___ Passage provided ___

GoEmotions
GoEmotions is a text-based dataset with Reddit comments annotated for 27 distinct or neutral emotions. It makes it possible to train models on complex emotions in a real context.
Approximately 58,000 plain text examples with multi-label annotations (JSON)
Apache 2.0
Description
GoEmotions is a dataset built from Reddit comments that are manually annotated to identify the emotion expressed. Each entry can be associated with several emotions among 27 distinct categories or be neutral. It is a rich corpus for emotional classification, with complex and realistic cases.
What is this dataset for?
- Training emotion-detection models from text
- Develop empathetic chatbots or more humane virtual assistants
- Improve automatic moderation and the detection of sensitive speech
Can it be enriched or improved?
Yes, you can complete the dataset with other sources of social comments, or translate it into other languages. It is also possible to add conversational contexts or combine data with metadata (e.g. subreddit) to refine emotional models. Additional annotations such as emotional intensity could also be incorporated.

___ Data to examine ___

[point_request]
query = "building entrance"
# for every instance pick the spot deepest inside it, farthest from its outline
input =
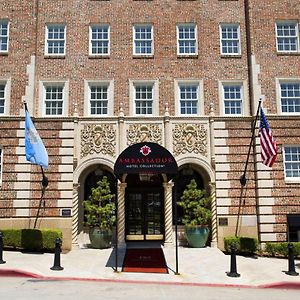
(144, 215)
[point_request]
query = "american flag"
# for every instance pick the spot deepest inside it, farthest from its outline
(267, 143)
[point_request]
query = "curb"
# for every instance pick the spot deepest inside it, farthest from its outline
(25, 274)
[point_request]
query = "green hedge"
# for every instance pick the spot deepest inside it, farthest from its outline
(244, 245)
(281, 249)
(31, 239)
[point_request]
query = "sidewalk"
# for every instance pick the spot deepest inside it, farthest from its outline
(197, 266)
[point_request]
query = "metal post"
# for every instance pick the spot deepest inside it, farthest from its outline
(56, 265)
(233, 270)
(116, 209)
(291, 261)
(1, 249)
(176, 232)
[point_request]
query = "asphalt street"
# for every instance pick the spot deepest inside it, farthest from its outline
(12, 288)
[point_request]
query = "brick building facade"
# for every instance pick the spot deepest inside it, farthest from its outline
(99, 76)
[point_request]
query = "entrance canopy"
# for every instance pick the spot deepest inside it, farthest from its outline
(146, 158)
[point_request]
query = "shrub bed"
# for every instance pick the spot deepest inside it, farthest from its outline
(281, 249)
(244, 245)
(30, 239)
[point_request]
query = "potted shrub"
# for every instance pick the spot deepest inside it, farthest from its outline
(99, 213)
(196, 215)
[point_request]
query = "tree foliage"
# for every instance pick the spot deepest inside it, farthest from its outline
(196, 206)
(99, 208)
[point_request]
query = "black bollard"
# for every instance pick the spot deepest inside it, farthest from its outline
(233, 271)
(57, 251)
(1, 249)
(291, 260)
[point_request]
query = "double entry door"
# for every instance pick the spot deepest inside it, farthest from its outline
(144, 213)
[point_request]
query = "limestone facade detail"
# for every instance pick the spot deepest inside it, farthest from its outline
(188, 138)
(98, 138)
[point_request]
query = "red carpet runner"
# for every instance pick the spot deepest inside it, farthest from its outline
(148, 260)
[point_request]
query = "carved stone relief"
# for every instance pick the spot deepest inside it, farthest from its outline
(137, 133)
(190, 138)
(98, 139)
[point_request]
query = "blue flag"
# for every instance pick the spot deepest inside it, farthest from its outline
(35, 150)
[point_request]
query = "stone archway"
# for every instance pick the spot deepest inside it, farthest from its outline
(83, 172)
(204, 169)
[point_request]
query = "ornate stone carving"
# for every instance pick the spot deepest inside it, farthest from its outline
(190, 138)
(98, 139)
(137, 133)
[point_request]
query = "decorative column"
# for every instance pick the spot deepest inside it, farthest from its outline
(168, 212)
(212, 135)
(214, 239)
(121, 213)
(167, 134)
(75, 213)
(122, 130)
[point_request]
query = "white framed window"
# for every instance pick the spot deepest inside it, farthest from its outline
(98, 97)
(55, 40)
(4, 36)
(2, 97)
(55, 98)
(143, 39)
(99, 40)
(289, 94)
(287, 36)
(143, 99)
(291, 155)
(144, 96)
(232, 99)
(230, 39)
(187, 39)
(1, 164)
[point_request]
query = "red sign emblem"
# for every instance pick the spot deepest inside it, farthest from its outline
(145, 150)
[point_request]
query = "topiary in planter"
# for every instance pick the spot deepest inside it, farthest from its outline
(196, 215)
(99, 212)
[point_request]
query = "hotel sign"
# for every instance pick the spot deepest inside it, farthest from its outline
(146, 158)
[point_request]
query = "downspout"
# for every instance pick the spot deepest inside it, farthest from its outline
(251, 103)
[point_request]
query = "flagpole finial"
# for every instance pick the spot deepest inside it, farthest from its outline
(25, 105)
(243, 180)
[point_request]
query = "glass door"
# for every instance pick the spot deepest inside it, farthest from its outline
(144, 215)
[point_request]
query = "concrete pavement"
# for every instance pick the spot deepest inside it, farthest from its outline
(197, 266)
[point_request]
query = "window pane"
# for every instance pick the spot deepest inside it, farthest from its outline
(232, 100)
(56, 39)
(290, 97)
(99, 100)
(143, 40)
(187, 39)
(144, 99)
(287, 38)
(100, 39)
(292, 162)
(3, 36)
(2, 98)
(230, 43)
(188, 99)
(54, 100)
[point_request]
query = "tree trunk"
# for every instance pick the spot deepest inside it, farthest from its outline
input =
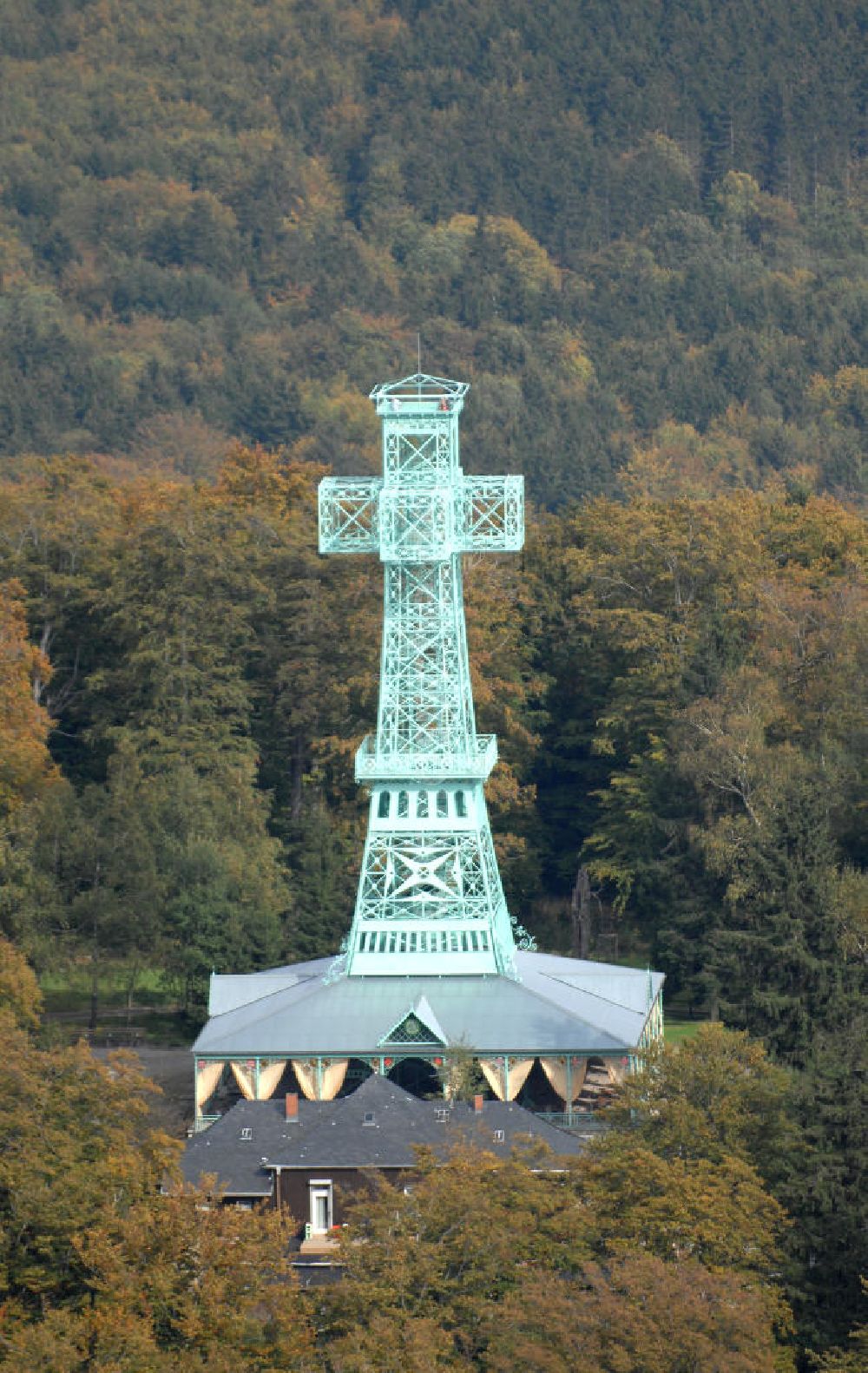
(580, 913)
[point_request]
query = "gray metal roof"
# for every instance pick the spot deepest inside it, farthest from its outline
(559, 1005)
(334, 1134)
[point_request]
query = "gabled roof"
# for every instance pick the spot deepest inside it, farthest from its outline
(429, 1028)
(374, 1127)
(558, 1005)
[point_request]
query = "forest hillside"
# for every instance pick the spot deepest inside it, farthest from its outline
(629, 226)
(641, 233)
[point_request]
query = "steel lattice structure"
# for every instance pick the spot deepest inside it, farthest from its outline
(431, 898)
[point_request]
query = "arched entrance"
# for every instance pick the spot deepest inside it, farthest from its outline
(417, 1075)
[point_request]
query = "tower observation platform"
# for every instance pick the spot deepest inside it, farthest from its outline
(433, 957)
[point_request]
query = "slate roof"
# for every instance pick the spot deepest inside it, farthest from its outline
(558, 1005)
(334, 1134)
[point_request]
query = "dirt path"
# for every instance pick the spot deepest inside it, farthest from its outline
(172, 1071)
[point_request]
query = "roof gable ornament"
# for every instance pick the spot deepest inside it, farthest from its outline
(419, 1026)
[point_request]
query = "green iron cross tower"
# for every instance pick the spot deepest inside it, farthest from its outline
(431, 900)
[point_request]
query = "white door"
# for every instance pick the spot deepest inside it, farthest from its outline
(320, 1208)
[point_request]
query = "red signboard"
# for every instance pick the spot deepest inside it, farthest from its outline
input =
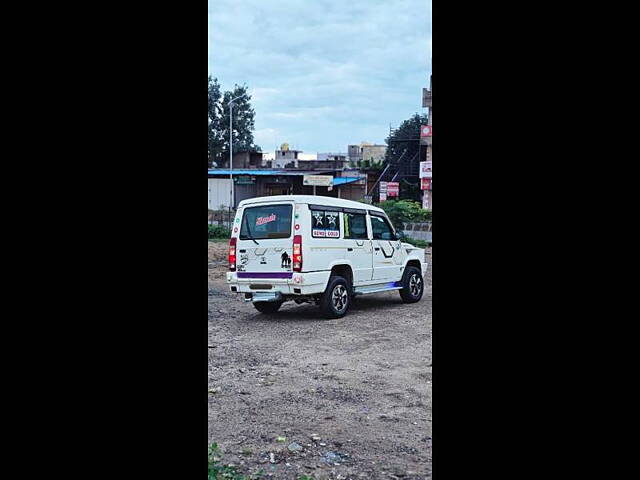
(425, 131)
(393, 189)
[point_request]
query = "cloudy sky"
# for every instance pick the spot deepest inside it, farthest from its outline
(323, 73)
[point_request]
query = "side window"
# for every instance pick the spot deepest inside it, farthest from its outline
(355, 226)
(325, 224)
(381, 229)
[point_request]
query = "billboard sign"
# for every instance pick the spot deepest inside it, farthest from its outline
(318, 180)
(425, 169)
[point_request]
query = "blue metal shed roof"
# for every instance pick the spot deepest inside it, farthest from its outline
(251, 171)
(245, 172)
(337, 181)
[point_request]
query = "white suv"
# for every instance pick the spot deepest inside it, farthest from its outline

___

> Work to complete
(a) Copy the portion of the GoEmotions description starting at "- Training emotion-detection" and ending at "enriched or improved?".
(b) Write the next part of the GoEmotions description, beginning after its final sentence.

> Answers by task
(a)
- Training emotion-detection models from text
- Develop empathetic chatbots or more humane virtual assistants
- Improve automatic moderation and the detection of sensitive speech
Can it be enriched or improved?

(b)
🔎 In summary
🧠 Recommended for
- Emotion detection projects
- Conversational assistants
- Social NLP search
🔧 Compatible tools
- Hugging Face Transformers
- Scikit-learn
- PyTorch
- TensorFlow
- SpacY
💡 Tip
First, train a model on GoEmotions and then refine it with data specific to your field (e.g. service, forums, etc.)
Frequently Asked Questions
Does the GoEmotions dataset cover multiple languages?
No, it is entirely in English, but it is possible to translate it manually or automatically for multilingual cases.
Can GoEmotions be used in commercial projects?
Yes, the Apache 2.0 license allows commercial use, subject to compliance with the standard license terms.
Does this dataset contain biases?
Yes, like any social media data, it may contain biases related to Reddit and its users. It is important to take this into account when interpreting the results.